# Start of DOCUMENT SECTION
Financial-Times / dj-sheet-reader

Reads Google Spreadsheets and transforms them into a simple data structure. Used inside Bertha.
MIT License
4 stars 1 forks source link

Columns to array conversion adding an extraneous null value #54

Open joannaskao opened 2 years ago

joannaskao commented 2 years ago

Since moving to the new version of the Google Sheet API and using https://github.com/Financial-Times/dj-sheet-reader/, turning columns into arrays seems to be adding a null value as the first value in the array.

Example Google Sheet (being used in production, so please make a new version before fiddling around with the content): https://docs.google.com/spreadsheets/d/1zUMzHn5SgZlAAfQJldvWKbaI5TSPqnzOig4YZqq6wo8/edit#gid=0 Bertha link: https://bertha.ig.ft.com/view/publish/gss/1zUMzHn5SgZlAAfQJldvWKbaI5TSPqnzOig4YZqq6wo8/data

kavanagh commented 2 years ago

Ok, so just for the record (in case someone doesn't have access to the sheet or it is changed later), here's an example of that use case.

Spreadsheet input:

column.1 column.2 column.3
a b c

JSON output:

[
  {
    "column": [
      null,
      "a",
      "b",
      "c",
    ] 
  }
]

I've never seen an array created in this way before. It's certainly not something I've ever tested, supported or documented. I'm actually surprised it worked before, especially in the way you say it did. I guess that this worked the way it did before by accident and probably a quirk of the underlying google API or even Node/V8 version change.
# End of DOCUMENT SECTION
# Start of STORED DATA
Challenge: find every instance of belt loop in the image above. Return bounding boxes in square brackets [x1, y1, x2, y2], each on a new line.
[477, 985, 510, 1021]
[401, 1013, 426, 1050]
# End of STORED DATA
## GIVEN EXERCISE
Reproduce word for word the part of the dj-sheet-reader issue thread that begins at "Columns to array" and stops after "that use case.".

## RESULT OF THIS TASK
Columns to array conversion adding an extraneous null value #54

Open joannaskao opened 2 years ago

joannaskao commented 2 years ago

Since moving to the new version of the Google Sheet API and using https://github.com/Financial-Times/dj-sheet-reader/, turning columns into arrays seems to be adding a null value as the first value in the array.

Example Google Sheet (being used in production, so please make a new version before fiddling around with the content): https://docs.google.com/spreadsheets/d/1zUMzHn5SgZlAAfQJldvWKbaI5TSPqnzOig4YZqq6wo8/edit#gid=0 Bertha link: https://bertha.ig.ft.com/view/publish/gss/1zUMzHn5SgZlAAfQJldvWKbaI5TSPqnzOig4YZqq6wo8/data

kavanagh commented 2 years ago

Ok, so just for the record (in case someone doesn't have access to the sheet or it is changed later), here's an example of that use case.